_Excerpted text_
• • • •

So yesterday I decided on 5 images. Today Elmine helped me prepare the images for printing, as she has all the right software tools for it, and I don’t. And now they’re on the wall, joining two images already there.

Here are the images and their background as open cultural artefacts.

The eastern wall presents three images. The leftmost one was already there, a photo of me drinking coffee in Lucca, Tuscany in the summer of 2015. A month of healing with the two of us in a year of personal losses. Elmine took this picture and she publishes most of her pictures with a Creative Commons license that allows non-commercial re-use. In general Flickr is a resource to find great images with an open license.

In the middle is the most famous footprint not on this earth. It’s the imprint of Buzz Aldrin’s boot on the moon surface, taken during Apollo 11 in July 1969. NASA has published and is publishing a wide range of images of all their missions, all freely re-usable. This includes the set of Apollo 11 images, with this footprint. I selected this because it shows how even the most amazing human endeavour ultimately is a sequence of single steps.

On the right is a remix of two images. The first image shows our city’s water-gate, Koppelpoort (1425) around 1640. The image is an illustration made by A. Rademaker for a book dated 1727-1733. The Amsterdam Rijksmuseum is putting tremendous effort in digitising all the artefacts in their collection at high resolution and making those images available for free re-use. They also organise design competitions to stimulate people to come up with novel forms of re-use of the art works in their collection. As an overlay I added the iconic primary colored planes of a Mondriaan painting. Piet Mondriaan was born in our city, where his childhood home is now a museum of his work. As Mondriaan died in 1944, his work entered the public domain in 2015 and is freely re-usable. The image thus combines the medieval and modern history of Amersfoort.

Those primary colors are continued in the images on the southern wall of my office, the one my desk is facing.

• • • •

_Given problem A_
Return the passage of the office-wall images text from "So yesterday I" to "open cultural artefacts.", copied verbatim.
_Given problem B_
Supply the next part of the text about the images on the office walls, picking up after its final sentence.

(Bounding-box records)
• • • •

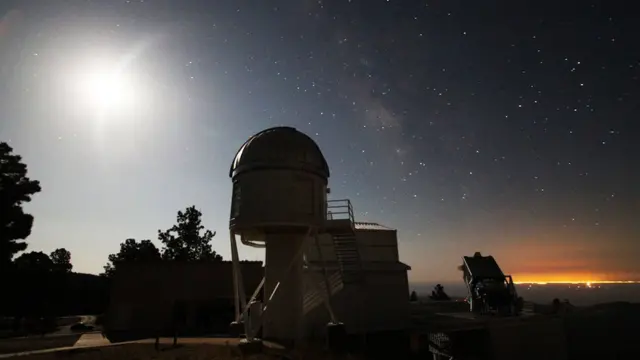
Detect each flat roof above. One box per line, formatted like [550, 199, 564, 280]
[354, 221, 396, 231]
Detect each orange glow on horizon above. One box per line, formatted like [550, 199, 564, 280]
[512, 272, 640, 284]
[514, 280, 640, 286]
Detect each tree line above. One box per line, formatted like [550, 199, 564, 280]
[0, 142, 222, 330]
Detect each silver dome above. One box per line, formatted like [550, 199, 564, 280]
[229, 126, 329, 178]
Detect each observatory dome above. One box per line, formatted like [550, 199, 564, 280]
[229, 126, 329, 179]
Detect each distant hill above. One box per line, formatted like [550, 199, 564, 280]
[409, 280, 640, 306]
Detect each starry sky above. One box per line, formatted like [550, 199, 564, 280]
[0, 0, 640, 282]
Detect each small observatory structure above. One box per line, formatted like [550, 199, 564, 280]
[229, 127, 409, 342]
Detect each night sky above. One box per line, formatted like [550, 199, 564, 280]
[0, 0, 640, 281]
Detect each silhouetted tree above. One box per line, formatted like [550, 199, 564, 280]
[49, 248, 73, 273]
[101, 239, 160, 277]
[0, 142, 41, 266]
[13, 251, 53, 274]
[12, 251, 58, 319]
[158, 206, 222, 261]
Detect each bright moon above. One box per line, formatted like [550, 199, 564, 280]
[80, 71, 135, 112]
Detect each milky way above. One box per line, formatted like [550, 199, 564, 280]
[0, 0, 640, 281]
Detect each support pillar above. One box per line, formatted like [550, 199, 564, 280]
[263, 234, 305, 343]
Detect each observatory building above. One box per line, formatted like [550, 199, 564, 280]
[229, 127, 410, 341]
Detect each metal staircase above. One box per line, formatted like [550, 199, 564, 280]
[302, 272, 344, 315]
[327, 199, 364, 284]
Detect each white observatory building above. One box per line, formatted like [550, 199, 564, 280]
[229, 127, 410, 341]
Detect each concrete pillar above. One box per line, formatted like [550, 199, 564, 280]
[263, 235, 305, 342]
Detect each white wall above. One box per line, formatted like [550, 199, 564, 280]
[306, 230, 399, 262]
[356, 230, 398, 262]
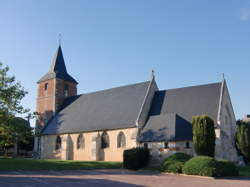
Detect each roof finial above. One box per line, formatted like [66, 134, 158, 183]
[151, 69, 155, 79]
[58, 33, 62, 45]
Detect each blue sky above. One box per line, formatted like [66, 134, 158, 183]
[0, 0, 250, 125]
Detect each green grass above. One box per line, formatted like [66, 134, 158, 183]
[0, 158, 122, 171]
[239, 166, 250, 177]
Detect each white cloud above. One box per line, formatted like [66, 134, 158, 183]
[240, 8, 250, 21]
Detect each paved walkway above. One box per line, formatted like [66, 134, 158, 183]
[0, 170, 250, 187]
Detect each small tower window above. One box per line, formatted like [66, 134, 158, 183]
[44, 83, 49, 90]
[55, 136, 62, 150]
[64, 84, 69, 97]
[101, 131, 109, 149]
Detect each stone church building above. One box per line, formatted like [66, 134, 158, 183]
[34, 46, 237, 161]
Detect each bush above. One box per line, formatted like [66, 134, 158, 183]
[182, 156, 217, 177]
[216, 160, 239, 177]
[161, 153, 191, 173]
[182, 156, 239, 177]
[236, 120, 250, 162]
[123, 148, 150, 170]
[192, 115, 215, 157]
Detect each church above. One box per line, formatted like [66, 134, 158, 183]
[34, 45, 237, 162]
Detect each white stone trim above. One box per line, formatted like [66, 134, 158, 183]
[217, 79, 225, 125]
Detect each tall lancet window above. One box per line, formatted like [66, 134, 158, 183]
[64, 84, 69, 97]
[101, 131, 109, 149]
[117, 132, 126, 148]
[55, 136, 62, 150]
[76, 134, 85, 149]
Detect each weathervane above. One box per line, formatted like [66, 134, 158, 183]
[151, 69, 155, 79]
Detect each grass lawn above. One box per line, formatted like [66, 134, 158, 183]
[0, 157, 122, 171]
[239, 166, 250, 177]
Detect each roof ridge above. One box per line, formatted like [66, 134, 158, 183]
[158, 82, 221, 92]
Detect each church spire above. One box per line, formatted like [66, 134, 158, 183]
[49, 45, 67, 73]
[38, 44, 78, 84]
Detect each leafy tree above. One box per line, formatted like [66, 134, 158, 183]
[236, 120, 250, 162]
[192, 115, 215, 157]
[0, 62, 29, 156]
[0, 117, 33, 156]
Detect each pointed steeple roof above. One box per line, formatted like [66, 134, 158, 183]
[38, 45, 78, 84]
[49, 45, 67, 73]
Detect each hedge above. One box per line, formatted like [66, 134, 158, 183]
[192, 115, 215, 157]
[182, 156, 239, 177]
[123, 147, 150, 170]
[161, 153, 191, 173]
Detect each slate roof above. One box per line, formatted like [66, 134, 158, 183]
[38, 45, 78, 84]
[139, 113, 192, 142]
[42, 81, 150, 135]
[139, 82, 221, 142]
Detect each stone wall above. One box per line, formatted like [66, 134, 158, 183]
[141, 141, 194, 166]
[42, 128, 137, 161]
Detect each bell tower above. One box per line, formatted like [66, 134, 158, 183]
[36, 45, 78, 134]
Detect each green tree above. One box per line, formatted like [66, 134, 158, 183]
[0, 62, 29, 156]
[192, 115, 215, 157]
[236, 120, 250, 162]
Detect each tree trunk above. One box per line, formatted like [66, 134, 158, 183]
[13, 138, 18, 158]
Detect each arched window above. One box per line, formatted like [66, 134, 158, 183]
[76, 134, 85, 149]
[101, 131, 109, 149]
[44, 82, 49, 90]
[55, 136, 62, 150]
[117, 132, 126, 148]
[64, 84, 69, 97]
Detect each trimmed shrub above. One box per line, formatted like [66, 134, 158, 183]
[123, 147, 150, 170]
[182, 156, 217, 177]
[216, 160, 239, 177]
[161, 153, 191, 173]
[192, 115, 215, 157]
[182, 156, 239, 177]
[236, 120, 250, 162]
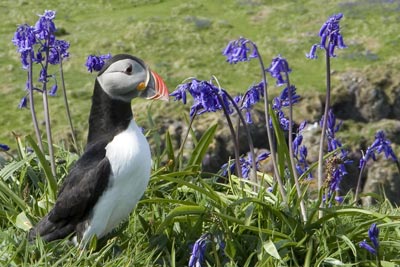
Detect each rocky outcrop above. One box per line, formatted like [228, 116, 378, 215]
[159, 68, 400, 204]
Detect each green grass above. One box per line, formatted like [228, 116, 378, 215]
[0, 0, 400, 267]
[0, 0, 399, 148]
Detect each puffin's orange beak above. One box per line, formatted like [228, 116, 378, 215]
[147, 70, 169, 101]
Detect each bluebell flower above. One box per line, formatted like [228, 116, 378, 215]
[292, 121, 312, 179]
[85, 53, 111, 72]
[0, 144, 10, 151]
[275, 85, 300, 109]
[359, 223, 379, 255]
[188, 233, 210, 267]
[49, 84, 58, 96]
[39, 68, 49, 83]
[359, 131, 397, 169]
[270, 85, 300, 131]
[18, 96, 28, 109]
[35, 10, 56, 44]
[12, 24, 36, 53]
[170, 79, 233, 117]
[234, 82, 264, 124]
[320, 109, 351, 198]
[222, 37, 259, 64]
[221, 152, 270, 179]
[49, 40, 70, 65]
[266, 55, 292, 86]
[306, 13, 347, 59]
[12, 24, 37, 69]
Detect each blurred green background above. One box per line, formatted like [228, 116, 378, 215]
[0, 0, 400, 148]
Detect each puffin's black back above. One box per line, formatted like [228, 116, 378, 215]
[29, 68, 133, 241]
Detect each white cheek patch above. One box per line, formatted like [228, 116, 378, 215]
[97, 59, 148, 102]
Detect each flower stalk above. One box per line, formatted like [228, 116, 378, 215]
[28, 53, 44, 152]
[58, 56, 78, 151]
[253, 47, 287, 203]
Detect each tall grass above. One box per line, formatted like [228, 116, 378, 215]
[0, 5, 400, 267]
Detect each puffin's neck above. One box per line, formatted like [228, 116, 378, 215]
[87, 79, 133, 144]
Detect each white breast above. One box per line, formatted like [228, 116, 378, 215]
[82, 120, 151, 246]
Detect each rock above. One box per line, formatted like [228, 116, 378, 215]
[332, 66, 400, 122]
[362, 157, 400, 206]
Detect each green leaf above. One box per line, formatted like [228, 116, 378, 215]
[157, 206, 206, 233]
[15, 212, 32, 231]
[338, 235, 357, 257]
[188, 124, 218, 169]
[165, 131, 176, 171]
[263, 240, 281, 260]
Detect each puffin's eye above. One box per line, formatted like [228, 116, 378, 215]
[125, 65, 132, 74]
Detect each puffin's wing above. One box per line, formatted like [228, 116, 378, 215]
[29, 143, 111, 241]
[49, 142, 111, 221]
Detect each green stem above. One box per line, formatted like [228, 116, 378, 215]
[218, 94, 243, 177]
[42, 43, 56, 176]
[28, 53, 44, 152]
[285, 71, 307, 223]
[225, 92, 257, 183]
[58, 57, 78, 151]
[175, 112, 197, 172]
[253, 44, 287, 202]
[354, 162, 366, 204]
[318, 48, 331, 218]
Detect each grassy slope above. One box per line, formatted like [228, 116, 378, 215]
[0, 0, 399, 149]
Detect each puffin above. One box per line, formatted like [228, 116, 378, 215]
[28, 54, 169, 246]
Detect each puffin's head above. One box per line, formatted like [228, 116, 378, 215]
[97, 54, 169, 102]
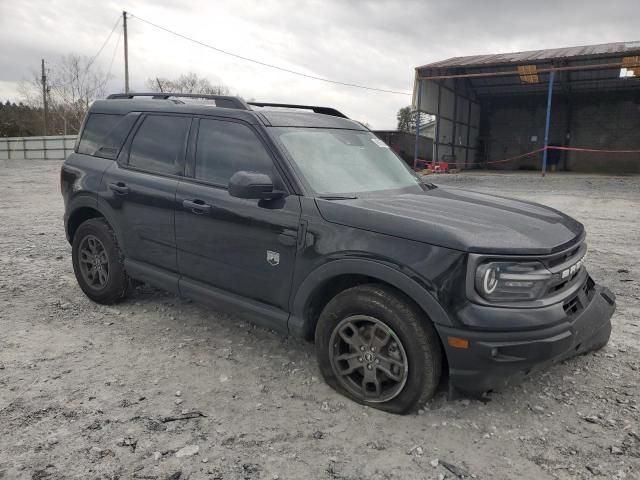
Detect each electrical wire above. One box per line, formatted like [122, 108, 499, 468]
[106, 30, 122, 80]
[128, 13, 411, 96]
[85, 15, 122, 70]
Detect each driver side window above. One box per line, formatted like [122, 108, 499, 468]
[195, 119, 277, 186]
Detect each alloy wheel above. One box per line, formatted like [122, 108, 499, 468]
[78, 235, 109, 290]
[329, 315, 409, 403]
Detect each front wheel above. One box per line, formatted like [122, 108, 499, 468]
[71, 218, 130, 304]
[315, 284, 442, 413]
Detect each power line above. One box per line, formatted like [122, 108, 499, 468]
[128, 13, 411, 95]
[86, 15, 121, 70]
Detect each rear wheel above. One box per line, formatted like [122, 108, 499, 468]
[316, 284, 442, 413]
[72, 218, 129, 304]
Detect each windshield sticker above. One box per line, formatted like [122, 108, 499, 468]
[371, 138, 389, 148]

• • • •

_Exercise result A_
So yesterday I decided on 5 images. Today Elmine helped me prepare the images for printing, as she has all the right software tools for it, and I don’t. And now they’re on the wall, joining two images already there.

Here are the images and their background as open cultural artefacts.

_Exercise result B_
On the left is an adapted page of Lego’s US patent. Patents are public documents (you get commercial protection for your invention in exchange for publishing how it works and thus adding to the world’s pool of knowledge). Patent offices publish patents and Google makes them searchable. So you can search for your favourite invention, whether it’s a Lego brick, a moonlander, a pepper grinder or Apple’s original iPod interface, and take a page from the patent to hang on your wall. Elmine added primary colors to the bricks in the patent illustration on my request.

In the middle is the photo I took last week visiting the Groninger Museum, with both E and Y in front of a giant head in primary colors, in the Alessandro Mendini exhibit. The image is available under a Creative Commons license (for non-commercial and equally shared re-use).

The rightmost photo was already there, a beautiful gift from Cees Elzenga, a photographer and photo journalist, who was our neighbour in Enschede. It is a photo in the rain, at night, near Brandenburger Tor in Berlin, and it strongly evokes the gloom I encountered visiting the still divided city in the second half of the ’80s. This is the one image on the wall that is not openly licensed.

One image is still missing, as I loaned one of the photo frames Elmine gave me to Y temporarily, until her own pin-board arrives in a few days. She uses it for two photos her grandmother sent her, after visiting the Unseen photo exhibit in Amsterdam with her. When it returns I will use the final frame for another NASA image, that of an ‘earth rise’ on the moon, similar to what I use as a background image on my Mastodon (and Twitter) profile page.

As my friend Peter says, we have an obligation to explain. So others may follow in our footsteps of tinkering and creating.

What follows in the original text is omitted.